Passage |
# # # #
This tutorial is intended to give you a foundation in how to write Bash scripts, to get the computer to do complex, repetitive tasks for you. You won’t be a bash expert at the end but we hope you will be well on your way with the right knowledge and skills to get you there if that’s what you want.
Bash
scripts are used by Systems Administrators, Programmers, Network
Engineers, Scientists and just about anyone else who uses a
Linux
/ Unix
system regularly. No matter what
you do or what your general level of computer proficiency is, you can
generally find a way to use Bash scripting to make your life
easier. Bash is a command line language.
BASH
is the default shell on most Linux distributions
and Apple’s macOS (formerly OS X).
Since it is a programming language, more often than not we will be writing bash scripts. We will deal with this shortly but beforehand, it is worth learning about some fundamental features of the bash language. These will help us build towards creating efficient and effective scripts.
Variables in programming languages are just things that we refer to in the environment we are working in. One way to think of them is like naming objects in real life. In other words, you can think of a variable as short hand for something you want your code to refer to. In bash, we declare a variable like so:
VARIABLE="Hello world"
Note that the variable doesn’t have to be small letters or
allcaps but that allcaps
is the convention in
bash. It is worth sticking to this convention because all command line
tools have lowercase names. This makes your code much easier to
read.
Recalling variables is also simple, we just precede our variable name
with $
. To print it to the screen, we must use the utility
echo:
echo $VARIABLE
We can also declare multiple variables and combine them together:
NAME="my name is Hal"
echo ${VARIABLE} ${NAME}
Note that we wrap the variable names here in curly brackets in order to preserve them. This is not always necessary but it does ensure your code is interpreted properly. This makes more sense if we combine them in a string, i.e. to make them a full sentence.
echo "${VARIABLE}, ${NAME}"
# # # #
Write the next part of the Bash tutorial, picking up after the final line shown.

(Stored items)
# # # #
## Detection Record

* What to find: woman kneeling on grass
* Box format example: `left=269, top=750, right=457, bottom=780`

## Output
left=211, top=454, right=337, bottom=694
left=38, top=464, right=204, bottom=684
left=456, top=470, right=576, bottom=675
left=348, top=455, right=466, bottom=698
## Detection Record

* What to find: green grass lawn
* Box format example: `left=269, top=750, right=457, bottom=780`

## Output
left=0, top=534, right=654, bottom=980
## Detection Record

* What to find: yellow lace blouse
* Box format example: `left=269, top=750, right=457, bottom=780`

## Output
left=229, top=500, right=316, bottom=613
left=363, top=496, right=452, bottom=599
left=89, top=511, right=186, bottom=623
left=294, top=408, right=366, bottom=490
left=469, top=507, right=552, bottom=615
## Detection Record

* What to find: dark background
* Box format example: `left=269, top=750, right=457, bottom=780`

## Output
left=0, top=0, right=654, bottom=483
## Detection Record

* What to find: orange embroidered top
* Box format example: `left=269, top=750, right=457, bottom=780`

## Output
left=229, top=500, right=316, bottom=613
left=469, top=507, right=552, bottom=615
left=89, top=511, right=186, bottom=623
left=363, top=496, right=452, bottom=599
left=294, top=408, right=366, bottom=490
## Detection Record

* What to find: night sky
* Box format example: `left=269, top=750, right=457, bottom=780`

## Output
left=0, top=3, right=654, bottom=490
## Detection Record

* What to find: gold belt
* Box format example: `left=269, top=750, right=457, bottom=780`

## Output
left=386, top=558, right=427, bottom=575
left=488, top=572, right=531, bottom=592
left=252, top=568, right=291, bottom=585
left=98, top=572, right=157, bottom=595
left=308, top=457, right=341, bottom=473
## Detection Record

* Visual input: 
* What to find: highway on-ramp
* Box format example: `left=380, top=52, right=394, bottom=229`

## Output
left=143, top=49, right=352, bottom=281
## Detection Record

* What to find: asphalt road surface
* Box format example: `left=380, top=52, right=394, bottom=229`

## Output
# # # #
Task answer |
Although these examples are actual words, more often than not, you will use variables to store the names of files. Using variables in your scripting is a really useful way to make your code very efficient. Doing this means you can change what an entire script does just by changing a single variable.
One last note on variables - we have actually already encountered one
before this section of the tutorial - i.e. the $HOME
variable. This is one of multiple environmental variables which are
stored in our Unix environment. You can see all of them using the
env
command. It is best to not set any variables with the
same names as these.
Let’s have a look of the different UNIX environment commands, please
type env
:
env
Now that we have learned to create variables, we can also explore how to manipulate them. This is not always straightforward in bash, but again it is really worth learning how to do this as it can make script writing much more straightforward. In most cases we will use string manipulation on filenames and paths, so we will use this as an example now.
First, let’s declare a variable. We’ll make a dummy filename in this instance:
FILE="$HOME/an_example_file.txt"
Let’s echo this back to the screen:
echo $FILE
An important point to note here is that the $HOME
variable has been interpreted so that we now have the entire file
path.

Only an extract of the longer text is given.